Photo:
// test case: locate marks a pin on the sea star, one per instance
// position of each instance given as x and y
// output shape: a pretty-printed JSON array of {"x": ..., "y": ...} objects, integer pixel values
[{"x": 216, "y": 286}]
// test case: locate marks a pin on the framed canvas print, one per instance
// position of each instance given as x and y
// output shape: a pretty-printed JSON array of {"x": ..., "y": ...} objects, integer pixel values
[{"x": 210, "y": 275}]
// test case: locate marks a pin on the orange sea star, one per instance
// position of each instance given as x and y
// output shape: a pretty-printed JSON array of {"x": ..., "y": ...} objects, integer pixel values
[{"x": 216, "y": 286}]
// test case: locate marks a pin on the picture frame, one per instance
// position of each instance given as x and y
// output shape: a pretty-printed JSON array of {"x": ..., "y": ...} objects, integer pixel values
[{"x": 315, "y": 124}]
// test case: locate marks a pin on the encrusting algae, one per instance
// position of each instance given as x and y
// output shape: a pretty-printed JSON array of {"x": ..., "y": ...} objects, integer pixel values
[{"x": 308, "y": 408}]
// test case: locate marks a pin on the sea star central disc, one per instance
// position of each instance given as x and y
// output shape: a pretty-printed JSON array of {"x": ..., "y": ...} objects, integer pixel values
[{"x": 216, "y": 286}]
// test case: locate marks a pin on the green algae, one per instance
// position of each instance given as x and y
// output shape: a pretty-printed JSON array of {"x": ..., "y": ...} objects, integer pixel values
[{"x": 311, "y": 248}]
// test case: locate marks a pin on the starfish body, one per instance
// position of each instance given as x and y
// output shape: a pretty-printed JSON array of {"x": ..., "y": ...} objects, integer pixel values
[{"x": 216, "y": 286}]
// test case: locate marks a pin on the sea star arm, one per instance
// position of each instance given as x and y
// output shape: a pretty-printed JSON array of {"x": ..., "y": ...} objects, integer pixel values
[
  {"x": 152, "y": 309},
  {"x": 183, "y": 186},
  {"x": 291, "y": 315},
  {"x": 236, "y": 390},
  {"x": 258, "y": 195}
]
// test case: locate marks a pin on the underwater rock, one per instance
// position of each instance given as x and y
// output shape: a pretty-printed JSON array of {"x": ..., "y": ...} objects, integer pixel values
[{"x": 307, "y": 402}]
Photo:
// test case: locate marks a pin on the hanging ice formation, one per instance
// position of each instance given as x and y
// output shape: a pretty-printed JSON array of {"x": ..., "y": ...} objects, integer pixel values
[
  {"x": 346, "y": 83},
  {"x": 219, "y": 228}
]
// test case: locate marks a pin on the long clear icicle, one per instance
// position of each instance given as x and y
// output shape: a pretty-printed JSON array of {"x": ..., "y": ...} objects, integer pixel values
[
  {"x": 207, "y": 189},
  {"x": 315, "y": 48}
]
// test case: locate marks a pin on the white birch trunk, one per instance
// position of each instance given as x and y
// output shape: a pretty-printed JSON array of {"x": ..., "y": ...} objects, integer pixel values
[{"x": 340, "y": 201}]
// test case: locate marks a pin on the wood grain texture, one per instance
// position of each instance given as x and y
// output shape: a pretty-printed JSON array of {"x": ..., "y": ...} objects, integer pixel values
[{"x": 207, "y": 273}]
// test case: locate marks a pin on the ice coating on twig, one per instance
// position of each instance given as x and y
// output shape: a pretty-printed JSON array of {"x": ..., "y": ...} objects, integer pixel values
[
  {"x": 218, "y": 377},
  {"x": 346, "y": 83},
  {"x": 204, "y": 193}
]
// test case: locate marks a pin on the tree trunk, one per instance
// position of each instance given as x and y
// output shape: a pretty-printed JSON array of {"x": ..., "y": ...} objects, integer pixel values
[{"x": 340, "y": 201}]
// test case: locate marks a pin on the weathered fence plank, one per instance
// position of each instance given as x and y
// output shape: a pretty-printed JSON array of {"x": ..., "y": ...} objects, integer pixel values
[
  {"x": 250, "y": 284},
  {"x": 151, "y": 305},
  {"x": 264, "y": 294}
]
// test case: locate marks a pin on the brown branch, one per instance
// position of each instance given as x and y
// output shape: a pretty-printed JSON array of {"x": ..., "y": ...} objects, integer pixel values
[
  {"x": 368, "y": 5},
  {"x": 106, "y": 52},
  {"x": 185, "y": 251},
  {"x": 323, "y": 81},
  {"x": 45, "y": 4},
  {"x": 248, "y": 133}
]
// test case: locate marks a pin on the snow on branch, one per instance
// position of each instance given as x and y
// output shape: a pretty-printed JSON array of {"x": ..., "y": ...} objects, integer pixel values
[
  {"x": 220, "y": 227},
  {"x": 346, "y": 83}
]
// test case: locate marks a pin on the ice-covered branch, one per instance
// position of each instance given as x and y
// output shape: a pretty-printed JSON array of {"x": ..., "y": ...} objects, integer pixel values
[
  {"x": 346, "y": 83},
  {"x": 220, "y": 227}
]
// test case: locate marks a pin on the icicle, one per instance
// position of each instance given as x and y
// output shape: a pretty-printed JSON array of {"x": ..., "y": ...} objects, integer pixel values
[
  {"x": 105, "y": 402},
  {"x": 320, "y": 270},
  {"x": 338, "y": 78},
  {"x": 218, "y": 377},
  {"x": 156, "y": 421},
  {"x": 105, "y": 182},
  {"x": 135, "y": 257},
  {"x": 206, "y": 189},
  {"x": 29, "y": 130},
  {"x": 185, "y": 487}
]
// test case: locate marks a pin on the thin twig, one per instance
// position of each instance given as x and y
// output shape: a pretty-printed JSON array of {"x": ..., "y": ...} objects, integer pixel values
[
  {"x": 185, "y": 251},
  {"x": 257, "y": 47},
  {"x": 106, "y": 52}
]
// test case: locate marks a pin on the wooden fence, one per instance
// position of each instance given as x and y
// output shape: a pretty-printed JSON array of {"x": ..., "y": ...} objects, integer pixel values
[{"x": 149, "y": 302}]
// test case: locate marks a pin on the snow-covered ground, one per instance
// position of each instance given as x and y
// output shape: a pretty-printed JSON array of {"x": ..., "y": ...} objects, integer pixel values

What is needed
Repeat each entry word for word.

Solved problem
Photo:
// test case: locate marks a pin on the sea star, one per instance
// position of each instance given as x and y
// output shape: a pretty-printed JSON array of {"x": ..., "y": ...} objects, integer pixel values
[{"x": 216, "y": 286}]
// test case: locate marks a pin on the framed canvas print, one per instance
// position of each instance given as x and y
// output shape: a pretty-printed JSON array of {"x": ..., "y": ...} objects, integer pixel values
[{"x": 210, "y": 275}]
// test case: locate marks a pin on the orange sea star, one per instance
// position of each instance given as x and y
// output shape: a pretty-printed JSON array of {"x": ..., "y": ...} objects, integer pixel values
[{"x": 216, "y": 286}]
// test case: locate marks a pin on the picture frame, one per instance
// position of each instance given as x and y
// output shape: a pretty-printed JSON array of {"x": ..., "y": ...} objects, integer pixel values
[{"x": 315, "y": 124}]
// test case: locate marks a pin on the encrusting algae, one per instance
// position of each instance given as x and y
// output shape: a pretty-printed JSON array of {"x": ..., "y": ...} objects, integer pixel values
[{"x": 308, "y": 408}]
// test case: locate marks a pin on the sea star central disc, one per instance
// position of each instance given as x and y
// output shape: a pretty-printed JSON array of {"x": ..., "y": ...} objects, integer pixel values
[{"x": 216, "y": 286}]
// test case: locate marks a pin on the green algae, one per instance
// position of each instance given as x and y
// output shape: a pretty-printed JSON array of {"x": ..., "y": ...} objects, integer pixel values
[{"x": 311, "y": 248}]
// test case: locate marks a pin on the starfish body, one per instance
// position of each instance given as x and y
// output shape: a pretty-printed JSON array of {"x": ..., "y": ...} objects, integer pixel values
[{"x": 216, "y": 286}]
// test case: locate marks a pin on the sea star arm, one per instance
// position of each instance given as x and y
// output shape: a pretty-printed JSON array of {"x": ..., "y": ...} objects, integer pixel values
[
  {"x": 152, "y": 309},
  {"x": 183, "y": 186},
  {"x": 291, "y": 315},
  {"x": 236, "y": 390},
  {"x": 258, "y": 195}
]
// test case: locate marks a pin on the underwater rock, one per instance
// position of each instance given as x and y
// output shape: a pretty-printed JSON array of {"x": ..., "y": ...} objects, integer pixel values
[{"x": 307, "y": 402}]
Photo:
// test case: locate marks a pin on the hanging ice formation, one per instance
// position of each instance given as x and y
// output shape: a pretty-printed JSON array of {"x": ..., "y": ...} objects, integer pixel values
[
  {"x": 346, "y": 83},
  {"x": 219, "y": 228}
]
// test case: locate marks a pin on the long clear icicle, one per instance
// position of each instance given as x and y
// output shape: a pretty-printed JSON array of {"x": ..., "y": ...} objects, integer pixel values
[
  {"x": 207, "y": 189},
  {"x": 315, "y": 48}
]
// test case: locate marks a pin on the white birch trunk, one per instance
// position of each instance given as x and y
// output shape: a pretty-printed JSON array of {"x": ..., "y": ...} objects, integer pixel values
[{"x": 340, "y": 201}]
// test case: locate marks a pin on the wood grain texture, one per instance
// position of each instance given as x and y
// output shape: a pretty-printed JSON array of {"x": ..., "y": ...} objects, integer pixel values
[{"x": 207, "y": 273}]
// test case: locate marks a pin on the ice coating on twig, one per instance
// position of each instance given as x and y
// output shape: a pretty-printed JSON array of {"x": ..., "y": ...} objects, integer pixel values
[
  {"x": 218, "y": 377},
  {"x": 346, "y": 83},
  {"x": 204, "y": 193}
]
// test case: locate marks a pin on the tree trunk, one per instance
// position of each instance given as x and y
// output shape: a pretty-printed JSON array of {"x": ..., "y": ...} objects, integer pixel values
[{"x": 340, "y": 201}]
// test case: locate marks a pin on the weathered fence plank, one per instance
// position of each instance given as x and y
// output shape: a pretty-printed JSON array of {"x": ..., "y": ...} objects, integer pixel values
[
  {"x": 250, "y": 284},
  {"x": 151, "y": 305},
  {"x": 264, "y": 294}
]
// test case: locate marks a pin on the brown branch, one per instance
// position of each instance given as x and y
// output shape: a pretty-printed JSON array of {"x": ..., "y": ...} objects, integer pixel values
[
  {"x": 368, "y": 5},
  {"x": 106, "y": 52},
  {"x": 185, "y": 251},
  {"x": 323, "y": 81},
  {"x": 45, "y": 4},
  {"x": 248, "y": 133}
]
// test case: locate marks a pin on the snow on branch, one per instance
// position of each instance given as x and y
// output shape: a pretty-printed JSON array of {"x": ..., "y": ...} objects, integer pixel values
[
  {"x": 220, "y": 227},
  {"x": 346, "y": 83}
]
// test case: locate marks a pin on the ice-covered branch, one per instance
// position of each instance given as x and y
// output shape: a pretty-printed JSON array of {"x": ..., "y": ...} objects, integer pixel values
[
  {"x": 346, "y": 83},
  {"x": 220, "y": 227}
]
// test case: locate marks a pin on the icicle, one per instance
// position of each instance given as x and y
// output shape: a pretty-printed JSON array of {"x": ..., "y": ...} objects, integer pixel values
[
  {"x": 105, "y": 402},
  {"x": 320, "y": 270},
  {"x": 338, "y": 78},
  {"x": 218, "y": 377},
  {"x": 156, "y": 421},
  {"x": 105, "y": 182},
  {"x": 135, "y": 257},
  {"x": 206, "y": 189},
  {"x": 29, "y": 130},
  {"x": 185, "y": 487}
]
// test case: locate marks a pin on the thin twig, one per instance
// position of each instance given as x and y
// output shape: a pretty-printed JSON array of {"x": ..., "y": ...} objects, integer pixel values
[
  {"x": 185, "y": 251},
  {"x": 257, "y": 47},
  {"x": 106, "y": 52}
]
// test case: locate marks a pin on the wooden fence, one per instance
// position of each instance given as x and y
// output shape: a pretty-printed JSON array of {"x": ..., "y": ...} objects, integer pixel values
[{"x": 149, "y": 302}]
// test case: locate marks a pin on the snow-covered ground, one per instance
// position of each instance given as x and y
// output shape: a pretty-printed JSON array of {"x": ..., "y": ...} objects, integer pixel values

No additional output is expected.